* **REQUIRED TASK**
Pick out and copy each of the lines below that contains the word "wall". Case matters.

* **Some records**
□ □ □ □ □ □ □

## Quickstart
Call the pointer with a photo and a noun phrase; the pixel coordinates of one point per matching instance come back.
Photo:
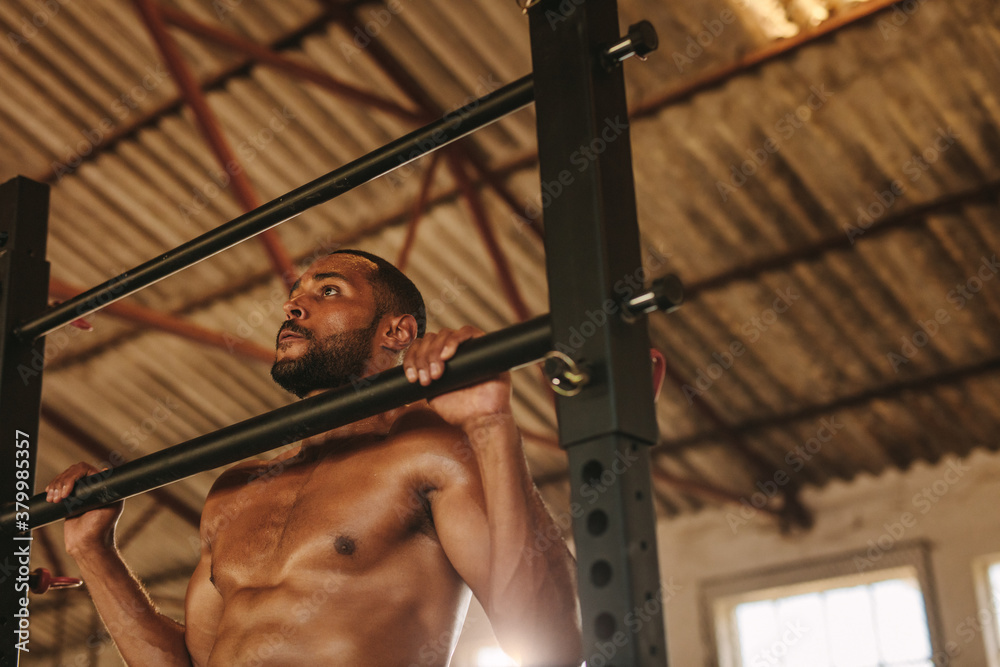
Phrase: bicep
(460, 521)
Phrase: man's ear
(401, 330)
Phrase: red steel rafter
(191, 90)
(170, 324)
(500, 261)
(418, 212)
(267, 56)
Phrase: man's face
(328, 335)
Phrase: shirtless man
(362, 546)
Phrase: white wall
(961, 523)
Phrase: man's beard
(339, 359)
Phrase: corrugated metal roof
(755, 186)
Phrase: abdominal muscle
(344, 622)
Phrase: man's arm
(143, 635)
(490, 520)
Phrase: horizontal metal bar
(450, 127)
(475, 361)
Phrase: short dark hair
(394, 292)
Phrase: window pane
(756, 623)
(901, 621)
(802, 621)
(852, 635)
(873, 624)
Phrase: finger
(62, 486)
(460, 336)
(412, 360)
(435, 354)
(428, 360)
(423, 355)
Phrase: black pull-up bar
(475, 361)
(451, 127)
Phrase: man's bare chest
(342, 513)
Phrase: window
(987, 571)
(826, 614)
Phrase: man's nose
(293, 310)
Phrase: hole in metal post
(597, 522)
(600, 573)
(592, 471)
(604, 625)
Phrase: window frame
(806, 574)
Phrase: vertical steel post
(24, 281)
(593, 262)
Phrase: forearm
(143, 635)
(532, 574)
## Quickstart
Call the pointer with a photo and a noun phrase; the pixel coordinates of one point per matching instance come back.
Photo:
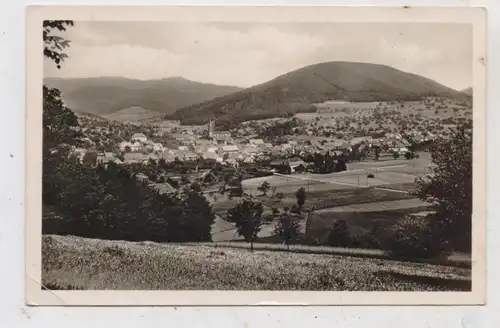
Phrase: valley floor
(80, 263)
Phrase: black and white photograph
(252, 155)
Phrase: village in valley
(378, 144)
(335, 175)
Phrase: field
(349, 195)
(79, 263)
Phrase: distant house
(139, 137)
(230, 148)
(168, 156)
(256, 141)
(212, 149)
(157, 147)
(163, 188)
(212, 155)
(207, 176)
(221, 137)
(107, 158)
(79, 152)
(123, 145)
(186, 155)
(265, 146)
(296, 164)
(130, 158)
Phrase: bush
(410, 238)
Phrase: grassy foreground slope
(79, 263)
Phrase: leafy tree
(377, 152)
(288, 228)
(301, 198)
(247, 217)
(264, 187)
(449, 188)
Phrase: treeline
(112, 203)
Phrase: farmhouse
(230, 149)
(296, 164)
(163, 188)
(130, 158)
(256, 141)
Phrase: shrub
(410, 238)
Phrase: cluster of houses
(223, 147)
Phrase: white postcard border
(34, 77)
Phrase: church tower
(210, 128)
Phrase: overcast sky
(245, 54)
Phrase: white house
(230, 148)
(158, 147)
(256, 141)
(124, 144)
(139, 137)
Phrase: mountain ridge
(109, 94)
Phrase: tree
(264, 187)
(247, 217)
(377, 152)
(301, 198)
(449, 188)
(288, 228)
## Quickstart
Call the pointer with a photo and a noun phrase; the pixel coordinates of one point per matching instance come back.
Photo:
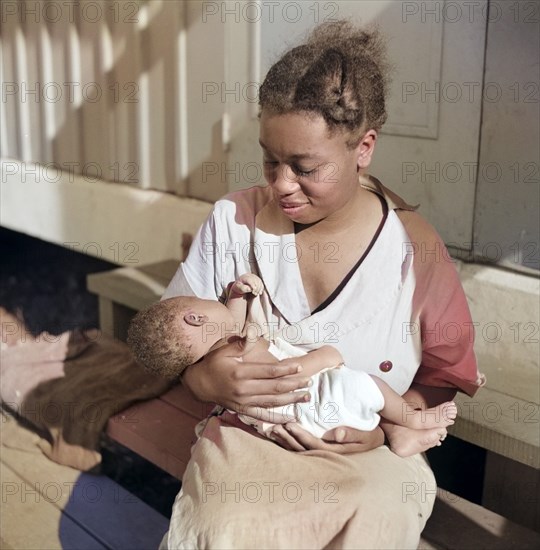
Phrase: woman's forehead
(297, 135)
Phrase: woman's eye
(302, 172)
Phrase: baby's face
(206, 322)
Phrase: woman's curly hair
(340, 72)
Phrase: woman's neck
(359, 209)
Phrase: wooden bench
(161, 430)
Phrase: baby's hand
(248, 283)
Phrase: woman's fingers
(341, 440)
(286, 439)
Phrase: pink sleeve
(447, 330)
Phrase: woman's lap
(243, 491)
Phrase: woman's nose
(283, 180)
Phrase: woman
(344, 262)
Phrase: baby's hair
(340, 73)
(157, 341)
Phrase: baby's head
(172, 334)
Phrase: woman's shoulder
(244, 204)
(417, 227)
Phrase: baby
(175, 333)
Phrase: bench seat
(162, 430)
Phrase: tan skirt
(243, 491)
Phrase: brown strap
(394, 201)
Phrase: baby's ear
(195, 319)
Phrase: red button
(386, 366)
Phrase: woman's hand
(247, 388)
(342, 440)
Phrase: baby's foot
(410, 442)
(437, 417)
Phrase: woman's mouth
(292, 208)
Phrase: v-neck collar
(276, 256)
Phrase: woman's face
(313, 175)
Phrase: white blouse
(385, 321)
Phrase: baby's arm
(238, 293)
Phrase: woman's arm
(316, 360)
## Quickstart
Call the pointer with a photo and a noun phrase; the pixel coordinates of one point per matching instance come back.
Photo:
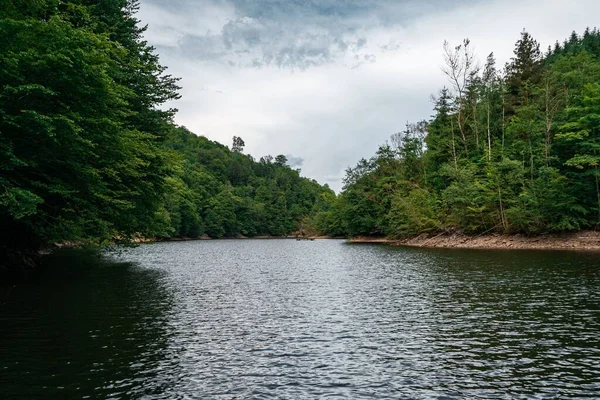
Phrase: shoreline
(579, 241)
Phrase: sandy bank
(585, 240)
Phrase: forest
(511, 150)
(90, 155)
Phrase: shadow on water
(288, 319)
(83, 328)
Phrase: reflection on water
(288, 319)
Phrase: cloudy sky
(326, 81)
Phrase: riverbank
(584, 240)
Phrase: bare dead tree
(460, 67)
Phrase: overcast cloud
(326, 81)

□ □ □ □ □ □ □

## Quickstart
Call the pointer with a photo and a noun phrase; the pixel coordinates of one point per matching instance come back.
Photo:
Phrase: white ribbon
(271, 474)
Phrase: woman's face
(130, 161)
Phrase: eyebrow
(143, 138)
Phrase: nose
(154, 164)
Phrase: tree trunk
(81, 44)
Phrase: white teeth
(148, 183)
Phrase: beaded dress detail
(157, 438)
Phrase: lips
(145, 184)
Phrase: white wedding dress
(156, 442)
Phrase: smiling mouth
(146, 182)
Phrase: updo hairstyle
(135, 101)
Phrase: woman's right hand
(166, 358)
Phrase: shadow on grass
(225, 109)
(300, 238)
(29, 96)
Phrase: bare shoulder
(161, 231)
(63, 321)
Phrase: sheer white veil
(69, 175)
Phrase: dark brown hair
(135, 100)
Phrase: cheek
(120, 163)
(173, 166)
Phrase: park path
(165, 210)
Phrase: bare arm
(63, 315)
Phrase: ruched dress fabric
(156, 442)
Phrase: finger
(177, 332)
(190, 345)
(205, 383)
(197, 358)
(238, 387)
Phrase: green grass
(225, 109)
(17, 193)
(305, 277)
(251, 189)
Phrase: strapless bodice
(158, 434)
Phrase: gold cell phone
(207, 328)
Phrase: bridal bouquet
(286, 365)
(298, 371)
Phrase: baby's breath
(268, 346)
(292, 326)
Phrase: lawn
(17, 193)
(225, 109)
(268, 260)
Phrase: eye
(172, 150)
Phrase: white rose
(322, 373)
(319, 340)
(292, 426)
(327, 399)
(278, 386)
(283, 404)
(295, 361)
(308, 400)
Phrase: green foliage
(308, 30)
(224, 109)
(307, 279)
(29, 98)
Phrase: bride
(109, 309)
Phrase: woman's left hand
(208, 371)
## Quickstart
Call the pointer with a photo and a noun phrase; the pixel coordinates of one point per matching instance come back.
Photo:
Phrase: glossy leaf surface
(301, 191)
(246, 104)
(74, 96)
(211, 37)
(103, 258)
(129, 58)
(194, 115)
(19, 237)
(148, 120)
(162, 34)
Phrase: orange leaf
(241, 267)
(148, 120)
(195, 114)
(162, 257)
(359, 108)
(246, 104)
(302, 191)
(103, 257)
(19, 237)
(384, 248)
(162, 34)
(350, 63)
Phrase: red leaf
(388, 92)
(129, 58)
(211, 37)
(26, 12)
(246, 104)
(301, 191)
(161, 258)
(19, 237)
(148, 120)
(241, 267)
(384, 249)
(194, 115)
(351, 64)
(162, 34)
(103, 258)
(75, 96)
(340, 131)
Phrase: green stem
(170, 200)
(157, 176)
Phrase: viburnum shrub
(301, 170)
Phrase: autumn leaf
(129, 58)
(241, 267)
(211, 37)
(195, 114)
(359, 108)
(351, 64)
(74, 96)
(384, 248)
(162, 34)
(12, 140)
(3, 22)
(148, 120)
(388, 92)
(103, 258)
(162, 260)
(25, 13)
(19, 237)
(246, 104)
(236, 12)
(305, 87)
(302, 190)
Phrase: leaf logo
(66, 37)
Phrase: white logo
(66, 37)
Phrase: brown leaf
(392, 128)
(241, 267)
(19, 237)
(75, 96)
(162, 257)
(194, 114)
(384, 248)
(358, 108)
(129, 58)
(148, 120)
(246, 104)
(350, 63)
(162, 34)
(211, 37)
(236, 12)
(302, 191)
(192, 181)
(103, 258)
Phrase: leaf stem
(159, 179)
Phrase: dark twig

□ □ □ □ □ □ □

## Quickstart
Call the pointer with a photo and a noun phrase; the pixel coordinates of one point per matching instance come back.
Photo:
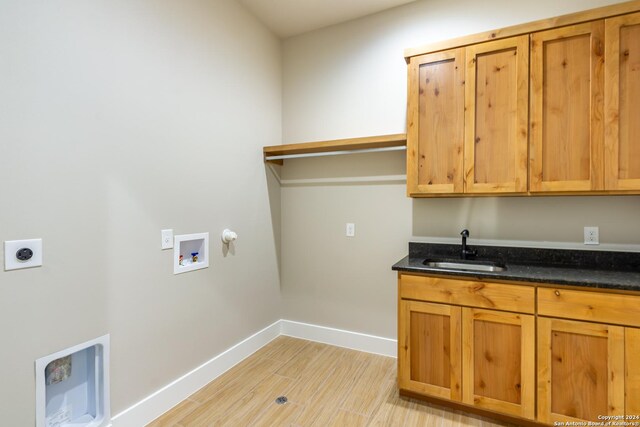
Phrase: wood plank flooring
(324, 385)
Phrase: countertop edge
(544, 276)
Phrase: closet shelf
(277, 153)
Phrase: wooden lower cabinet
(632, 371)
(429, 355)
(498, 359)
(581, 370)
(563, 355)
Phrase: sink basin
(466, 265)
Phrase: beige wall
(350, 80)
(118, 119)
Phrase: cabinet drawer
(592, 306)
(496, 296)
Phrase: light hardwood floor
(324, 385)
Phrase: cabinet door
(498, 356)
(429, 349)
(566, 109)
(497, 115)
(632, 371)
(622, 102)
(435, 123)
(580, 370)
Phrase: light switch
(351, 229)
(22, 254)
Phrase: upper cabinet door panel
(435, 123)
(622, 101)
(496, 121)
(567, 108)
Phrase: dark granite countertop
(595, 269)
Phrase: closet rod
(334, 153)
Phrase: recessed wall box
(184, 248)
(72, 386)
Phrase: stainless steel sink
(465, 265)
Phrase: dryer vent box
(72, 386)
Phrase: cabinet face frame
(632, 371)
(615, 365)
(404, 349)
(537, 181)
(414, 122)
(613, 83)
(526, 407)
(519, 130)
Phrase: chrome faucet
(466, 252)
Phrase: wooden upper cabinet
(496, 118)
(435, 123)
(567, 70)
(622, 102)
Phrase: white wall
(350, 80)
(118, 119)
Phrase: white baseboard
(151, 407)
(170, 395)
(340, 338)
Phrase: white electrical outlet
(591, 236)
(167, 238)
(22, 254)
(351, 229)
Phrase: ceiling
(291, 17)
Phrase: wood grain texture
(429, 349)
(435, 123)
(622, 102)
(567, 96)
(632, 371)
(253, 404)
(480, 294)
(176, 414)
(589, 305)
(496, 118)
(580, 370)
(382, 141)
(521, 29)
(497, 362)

□ □ □ □ □ □ □

* **TASK OUTPUT**
Phrase: white wall
Phrase: beige wall
Phrase: recessed wall box
Phrase: white wall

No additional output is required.